> Activity: Read the entries that follow and give each one again precisely.

(Dataset records)
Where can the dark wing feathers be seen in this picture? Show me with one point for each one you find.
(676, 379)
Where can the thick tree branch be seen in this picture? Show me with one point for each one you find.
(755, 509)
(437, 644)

> The completed task:
Where can the dark wing feathers be seen in this picture? Show me with one point for each one you find.
(676, 379)
Where can the thick tree branch be seen in this picture? Show me with one point for each one you find.
(755, 509)
(437, 644)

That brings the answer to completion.